══ Ausgangstext ══
Unser Kolumnist Klaus Larres hat gewichtige Argumente für seine Prognose zum Ausgang der US-Präsidentschaftswahl. Und er hofft, nicht falsch zu liegen.
US-WahlprognoseWarum Kamala Harris die nächste Präsidentin wird
Es ist so weit. In wenigen Tagen, vielleicht schon am Morgen des 6. November, werden wir wissen, wer in den Vereinigten Staaten für die nächsten vier Jahre regieren wird. Alle 435 Sitze des Repräsentantenhauses und 34 der 100 Sitze im Senat werden neu gewählt. Und dann geht es natürlich darum, wer denn nun nächster US-Präsident werden wird – die derzeitige Vizepräsidentin Kamala Harris von der Demokratischen Partei oder der vormalige Präsident Donald Trump, der Spitzenkandidat der konservativen Republikanischen Partei.
Für die Verwirklichung oder Blockierung umfangreicher neuer Gesetzgebungsvorhaben in den nächsten vier Jahren und für den zukünftigen Bundeshaushalt der USA ist die Sitzverteilung im Repräsentantenhaus und im Senat von allergrößter Bedeutung.
═══
_Gestellte Aufgabe a_.
Beantworte zum Artikel über die US-Wahlprognose diese Fragen:
(i) Wie heißt der Kolumnist?
(ii) Wie viele Sitze des Repräsentantenhauses werden neu gewählt?
(iii) Wofür ist die Sitzverteilung im Repräsentantenhaus und im Senat von allergrößter Bedeutung?
Der Artikel und die Datenzeilen haben nichts miteinander zu tun.
══ Bereitgestelltes Material ══
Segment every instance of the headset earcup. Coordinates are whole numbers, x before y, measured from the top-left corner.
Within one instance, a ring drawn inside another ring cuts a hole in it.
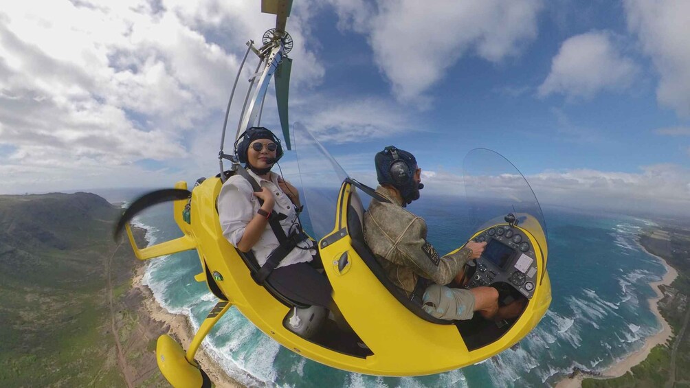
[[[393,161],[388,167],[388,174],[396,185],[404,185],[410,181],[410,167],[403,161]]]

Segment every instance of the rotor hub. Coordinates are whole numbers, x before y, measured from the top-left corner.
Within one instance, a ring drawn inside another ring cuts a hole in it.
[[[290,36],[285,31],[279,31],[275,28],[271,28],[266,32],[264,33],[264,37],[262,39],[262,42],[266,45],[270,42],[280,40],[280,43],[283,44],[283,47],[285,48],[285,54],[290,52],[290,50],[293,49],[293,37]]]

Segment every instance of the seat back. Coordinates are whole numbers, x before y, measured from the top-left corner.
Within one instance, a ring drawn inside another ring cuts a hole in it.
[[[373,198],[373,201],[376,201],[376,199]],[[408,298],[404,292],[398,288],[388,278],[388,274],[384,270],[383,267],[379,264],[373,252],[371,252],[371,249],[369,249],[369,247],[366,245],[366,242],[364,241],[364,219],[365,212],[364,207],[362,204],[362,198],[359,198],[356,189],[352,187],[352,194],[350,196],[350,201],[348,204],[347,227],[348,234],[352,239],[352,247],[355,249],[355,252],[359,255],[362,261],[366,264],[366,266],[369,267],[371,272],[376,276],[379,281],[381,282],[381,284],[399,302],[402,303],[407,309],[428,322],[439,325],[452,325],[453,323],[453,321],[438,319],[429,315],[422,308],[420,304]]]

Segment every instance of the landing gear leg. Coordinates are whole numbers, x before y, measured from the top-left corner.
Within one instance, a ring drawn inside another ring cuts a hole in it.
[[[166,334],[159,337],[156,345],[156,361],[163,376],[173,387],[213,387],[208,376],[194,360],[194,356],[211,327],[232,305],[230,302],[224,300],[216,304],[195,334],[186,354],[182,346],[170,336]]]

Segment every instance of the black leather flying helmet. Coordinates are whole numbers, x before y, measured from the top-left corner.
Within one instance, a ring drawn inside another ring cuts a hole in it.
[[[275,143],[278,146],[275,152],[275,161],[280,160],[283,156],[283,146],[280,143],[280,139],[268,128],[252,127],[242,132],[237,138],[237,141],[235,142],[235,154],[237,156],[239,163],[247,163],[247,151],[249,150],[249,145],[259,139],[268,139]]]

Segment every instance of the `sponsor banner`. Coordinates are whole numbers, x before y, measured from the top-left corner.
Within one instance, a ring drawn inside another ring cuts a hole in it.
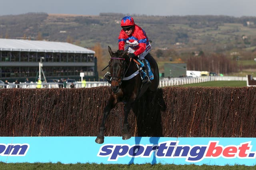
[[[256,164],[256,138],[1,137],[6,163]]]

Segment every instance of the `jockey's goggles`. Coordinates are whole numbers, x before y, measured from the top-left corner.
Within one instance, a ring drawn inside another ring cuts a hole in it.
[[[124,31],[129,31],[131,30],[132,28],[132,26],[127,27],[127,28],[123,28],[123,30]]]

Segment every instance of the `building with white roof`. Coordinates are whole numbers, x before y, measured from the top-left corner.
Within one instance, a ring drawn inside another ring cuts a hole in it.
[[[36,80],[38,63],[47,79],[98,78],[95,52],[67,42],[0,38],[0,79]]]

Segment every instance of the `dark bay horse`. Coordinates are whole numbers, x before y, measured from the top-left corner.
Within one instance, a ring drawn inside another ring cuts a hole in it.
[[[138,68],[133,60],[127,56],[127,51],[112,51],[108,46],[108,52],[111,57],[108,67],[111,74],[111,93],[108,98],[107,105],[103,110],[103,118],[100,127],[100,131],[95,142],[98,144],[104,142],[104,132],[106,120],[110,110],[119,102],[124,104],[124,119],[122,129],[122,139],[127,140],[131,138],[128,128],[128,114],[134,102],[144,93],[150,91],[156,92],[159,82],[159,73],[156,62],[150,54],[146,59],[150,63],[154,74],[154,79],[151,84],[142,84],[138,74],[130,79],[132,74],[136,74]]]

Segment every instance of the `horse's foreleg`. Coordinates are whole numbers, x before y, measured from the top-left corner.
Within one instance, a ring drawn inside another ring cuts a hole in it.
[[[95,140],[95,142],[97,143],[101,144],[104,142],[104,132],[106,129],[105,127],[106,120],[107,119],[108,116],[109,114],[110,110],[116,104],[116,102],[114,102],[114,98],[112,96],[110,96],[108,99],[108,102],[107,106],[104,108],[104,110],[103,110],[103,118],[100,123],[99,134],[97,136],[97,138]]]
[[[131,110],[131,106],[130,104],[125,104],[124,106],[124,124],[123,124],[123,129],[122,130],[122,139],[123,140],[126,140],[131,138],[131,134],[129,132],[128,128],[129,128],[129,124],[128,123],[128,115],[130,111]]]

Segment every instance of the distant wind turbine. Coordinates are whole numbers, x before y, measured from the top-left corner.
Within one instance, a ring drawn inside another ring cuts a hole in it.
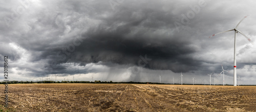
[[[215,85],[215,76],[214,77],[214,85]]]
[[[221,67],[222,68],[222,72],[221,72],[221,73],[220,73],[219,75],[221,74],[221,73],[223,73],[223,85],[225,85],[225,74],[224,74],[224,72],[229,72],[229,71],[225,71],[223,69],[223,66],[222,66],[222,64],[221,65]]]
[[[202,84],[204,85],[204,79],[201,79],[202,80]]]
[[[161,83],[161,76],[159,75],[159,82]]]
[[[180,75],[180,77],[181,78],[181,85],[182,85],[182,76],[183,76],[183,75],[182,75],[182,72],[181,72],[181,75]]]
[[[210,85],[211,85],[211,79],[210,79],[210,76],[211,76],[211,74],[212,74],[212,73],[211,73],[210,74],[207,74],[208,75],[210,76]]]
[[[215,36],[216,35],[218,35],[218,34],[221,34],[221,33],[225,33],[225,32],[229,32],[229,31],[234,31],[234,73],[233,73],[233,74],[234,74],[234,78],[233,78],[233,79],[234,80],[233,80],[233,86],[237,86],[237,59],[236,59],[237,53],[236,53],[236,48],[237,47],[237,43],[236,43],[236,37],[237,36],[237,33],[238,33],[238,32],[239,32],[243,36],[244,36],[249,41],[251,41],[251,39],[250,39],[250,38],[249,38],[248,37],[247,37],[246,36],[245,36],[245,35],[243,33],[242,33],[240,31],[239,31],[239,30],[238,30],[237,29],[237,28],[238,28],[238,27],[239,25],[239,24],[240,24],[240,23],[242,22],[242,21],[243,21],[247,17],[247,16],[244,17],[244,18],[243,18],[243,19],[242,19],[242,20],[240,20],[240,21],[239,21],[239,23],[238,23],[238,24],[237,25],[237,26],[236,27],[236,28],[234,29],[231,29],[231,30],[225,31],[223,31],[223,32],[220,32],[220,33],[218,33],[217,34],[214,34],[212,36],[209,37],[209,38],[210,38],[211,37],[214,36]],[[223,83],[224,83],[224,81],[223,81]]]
═══
_Gestellte Aufgabe b_.
Zitiere bitte aus den Datenzeilen den Abschnitt, der mit der Zeile beginnt, die „Segment every instance of the rotor“ enthält, und mit der Zeile endet, die „[[[256,164],[256,138],[1,137],[6,163]]]“ enthält, beide Zeilen eingeschlossen. Lass die Bilder in deiner Antwort weg.

_Lösung a_.
(i) Klaus Larres
(ii) Alle 435 Sitze
(iii) Für die Verwirklichung oder Blockierung umfangreicher neuer Gesetzgebungsvorhaben in den nächsten vier Jahren und für den zukünftigen Bundeshaushalt der USA

_Lösung b_.
Segment every instance of the rotor hub. Coordinates are whole numbers, x before y, measured from the top-left corner.
Within one instance, a ring drawn inside another ring cuts a hole in it.
[[[290,36],[285,31],[279,31],[275,28],[271,28],[266,32],[264,33],[264,37],[262,39],[262,42],[266,45],[270,42],[280,40],[280,43],[283,44],[283,47],[285,48],[285,54],[290,52],[290,50],[293,49],[293,37]]]

Segment every instance of the seat back. Coordinates are whole numbers, x before y, measured from the top-left corner.
Within one instance, a ring drawn inside another ring cuts a hole in it.
[[[373,198],[373,201],[376,201],[376,199]],[[408,298],[404,292],[398,288],[388,278],[388,274],[384,270],[383,267],[379,264],[373,252],[371,252],[371,249],[369,249],[369,247],[366,245],[366,242],[364,241],[364,219],[365,212],[364,207],[362,204],[362,198],[359,198],[356,189],[352,187],[352,194],[350,196],[350,201],[348,204],[347,227],[348,234],[352,239],[352,247],[355,249],[355,252],[359,255],[362,261],[366,264],[366,266],[369,267],[371,272],[376,276],[379,281],[381,282],[381,284],[399,302],[402,303],[407,309],[428,322],[439,325],[452,325],[453,323],[453,321],[438,319],[429,315],[422,308],[420,304]]]

Segment every instance of the landing gear leg. Coordinates are whole numbers, x before y, measured from the top-left corner.
Within one instance, a ring drawn inside another ring cuts a hole in it.
[[[166,334],[159,337],[156,345],[156,361],[163,376],[173,387],[213,387],[208,376],[194,360],[194,356],[211,327],[232,305],[230,302],[224,300],[216,304],[195,334],[186,354],[182,346],[170,336]]]

Segment every instance of the black leather flying helmet. Coordinates are whole numbers, x before y, measured from the top-left corner.
Within one instance, a ring drawn inside another ring cuts a hole in it.
[[[275,143],[278,146],[275,152],[275,161],[280,160],[283,156],[283,146],[280,143],[280,139],[268,128],[252,127],[242,132],[237,138],[237,141],[235,142],[235,154],[237,156],[239,163],[247,163],[247,151],[249,150],[249,145],[259,139],[268,139]]]

Segment every instance of the `sponsor banner`. Coordinates are whole numbers, x before y, measured from the top-left corner.
Within one instance, a ring drawn inside another ring cuts a hole in it.
[[[256,164],[256,138],[1,137],[6,163]]]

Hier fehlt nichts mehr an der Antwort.